##### Information given #####
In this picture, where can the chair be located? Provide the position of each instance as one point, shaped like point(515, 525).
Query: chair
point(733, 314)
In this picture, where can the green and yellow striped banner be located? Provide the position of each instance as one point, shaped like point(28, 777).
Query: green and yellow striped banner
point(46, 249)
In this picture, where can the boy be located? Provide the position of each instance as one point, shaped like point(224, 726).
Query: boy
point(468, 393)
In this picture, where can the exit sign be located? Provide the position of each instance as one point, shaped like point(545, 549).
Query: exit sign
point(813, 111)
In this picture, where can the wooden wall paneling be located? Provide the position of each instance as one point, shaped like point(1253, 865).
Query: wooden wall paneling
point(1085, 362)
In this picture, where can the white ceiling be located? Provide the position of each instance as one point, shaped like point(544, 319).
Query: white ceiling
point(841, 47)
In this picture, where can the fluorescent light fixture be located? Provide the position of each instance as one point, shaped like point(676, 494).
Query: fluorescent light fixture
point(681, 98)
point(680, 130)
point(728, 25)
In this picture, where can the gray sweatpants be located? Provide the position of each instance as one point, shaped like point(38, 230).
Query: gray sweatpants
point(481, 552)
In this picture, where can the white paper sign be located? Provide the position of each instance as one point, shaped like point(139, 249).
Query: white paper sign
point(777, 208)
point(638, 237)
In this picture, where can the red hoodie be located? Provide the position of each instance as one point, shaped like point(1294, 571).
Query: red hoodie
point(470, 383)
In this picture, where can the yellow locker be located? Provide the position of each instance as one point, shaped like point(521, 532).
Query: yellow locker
#####
§ Task prompt:
Convert the items, from the start of the items through the line containing "point(470, 383)", into a two-column CSV with the header text,answer and one row per item. Put each value in a single quoted field and replace line breaks with spaces.

§ Solution for this exercise:
text,answer
"In this picture, where can the chair be located? Provide the position of each instance as one point, shaped like point(515, 525). Query: chair","point(733, 314)"
"In this picture, where can the green and yellow striped banner be located? Provide the position of each instance as one point, shaped like point(28, 777). Query: green and yellow striped banner","point(46, 249)"
"In this picture, where can the boy be located? Provide the position of each instance as one point, shaped like point(224, 726). Query: boy","point(468, 393)"
"In this picture, where can the exit sign be located? Provide the position of each instance as one point, shaped like point(545, 549). Query: exit sign","point(813, 111)"
"In this picture, where can the wooden wall paneling be located? Provide the position of each instance as one point, shaped like point(1253, 865). Query: wooden wall paneling","point(1085, 362)"
"In this picture, where can the white ceiling be located? Provide the position of each instance as one point, shaped like point(544, 319). Query: white ceiling","point(841, 47)"
"In this picture, where can the fluorescent light fixture be located? Provide the position of each instance as one point, shaped like point(676, 494). Query: fluorescent light fixture","point(681, 98) point(680, 130) point(728, 25)"
"In this picture, where can the gray sweatpants be located? Provide the position of each instance as one point, shaped like point(38, 230). Query: gray sweatpants","point(481, 552)"
"In this picture, where can the white paper sign be located? Provide the position of each instance as one point, shaped like point(139, 249). Query: white paper sign","point(777, 208) point(638, 237)"
"In this picture, where can the red hoodie be located? Provide the position of each instance as one point, shaped like point(1294, 571). Query: red hoodie","point(470, 383)"